Your task: Reproduce every one of the rows below verbatim, preserving each line in its original order and wording.

Entries provided:
——————
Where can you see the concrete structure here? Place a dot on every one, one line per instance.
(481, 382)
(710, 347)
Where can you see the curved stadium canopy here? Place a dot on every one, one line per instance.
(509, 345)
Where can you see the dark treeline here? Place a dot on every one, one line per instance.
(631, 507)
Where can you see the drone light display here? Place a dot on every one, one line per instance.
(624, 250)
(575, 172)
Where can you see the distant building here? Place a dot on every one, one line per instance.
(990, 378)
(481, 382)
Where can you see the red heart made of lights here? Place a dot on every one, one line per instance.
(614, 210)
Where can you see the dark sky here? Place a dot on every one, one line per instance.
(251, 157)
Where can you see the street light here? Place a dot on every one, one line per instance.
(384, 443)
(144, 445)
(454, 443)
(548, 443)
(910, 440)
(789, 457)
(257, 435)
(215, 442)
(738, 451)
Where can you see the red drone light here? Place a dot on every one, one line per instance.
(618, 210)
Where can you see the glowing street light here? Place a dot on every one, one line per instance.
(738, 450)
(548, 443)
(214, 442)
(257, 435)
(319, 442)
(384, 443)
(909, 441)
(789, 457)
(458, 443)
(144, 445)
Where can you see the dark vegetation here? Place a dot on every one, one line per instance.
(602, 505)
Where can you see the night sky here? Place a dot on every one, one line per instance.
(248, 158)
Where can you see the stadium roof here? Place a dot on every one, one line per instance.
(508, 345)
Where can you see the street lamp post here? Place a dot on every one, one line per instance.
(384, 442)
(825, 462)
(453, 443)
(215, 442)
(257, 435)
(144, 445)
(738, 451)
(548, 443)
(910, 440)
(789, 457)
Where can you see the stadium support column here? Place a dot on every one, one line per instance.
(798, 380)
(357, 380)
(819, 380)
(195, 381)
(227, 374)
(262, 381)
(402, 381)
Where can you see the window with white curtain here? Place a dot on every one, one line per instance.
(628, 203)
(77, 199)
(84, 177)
——————
Task output:
Where can you see the concrete structure here? Place a dot on every one, one line per instance.
(481, 382)
(710, 347)
Where can you see the curved stadium canopy here? Place a dot on every one, one line per instance.
(509, 345)
Where can you see the dark treeline here? Place a dot on every one, one line per instance.
(631, 507)
Where can you see the drone light display here? Place a dot on every one, one line per instance.
(624, 250)
(575, 172)
Where can you see the distant building here? Place a dot on every one, one line per instance.
(990, 378)
(481, 382)
Where can you see the red heart made of lights here? Place a dot on every one, one line per instance.
(614, 210)
Where can you see the dark sky here? Place a dot on every one, one line per instance.
(251, 157)
Where can you see the street light here? Place a dot on every one, one line per instance.
(384, 443)
(144, 445)
(454, 443)
(548, 443)
(910, 440)
(789, 457)
(257, 435)
(215, 442)
(738, 451)
Where can you see the red drone light here? Place a dot on every one, one line per instance.
(618, 210)
Where can you see the glowing street light here? Place a dot on every one, one line per instance.
(738, 450)
(548, 443)
(214, 442)
(257, 435)
(319, 442)
(384, 443)
(909, 441)
(789, 457)
(458, 443)
(144, 445)
Where can you see the dark vegetation here? Place a dot on every one, one line per instance.
(602, 505)
Where can you see the night sky here? Place a dot on every one, one line per instance.
(248, 158)
Where can you see the stadium roof here? Place a dot on every one, one line per instance.
(508, 345)
Where can you see the street lamp post here? Place a dot on every one, one line per instance.
(384, 442)
(825, 462)
(453, 443)
(215, 442)
(257, 435)
(144, 445)
(738, 451)
(548, 443)
(910, 440)
(789, 457)
Where can you see the stadium support column here? Place a dot on every one, one line per instance.
(798, 380)
(357, 380)
(819, 380)
(195, 381)
(227, 374)
(262, 381)
(402, 381)
Where can you see the window with white curtain here? Place a dot on every one, one line per instance.
(628, 203)
(77, 199)
(84, 177)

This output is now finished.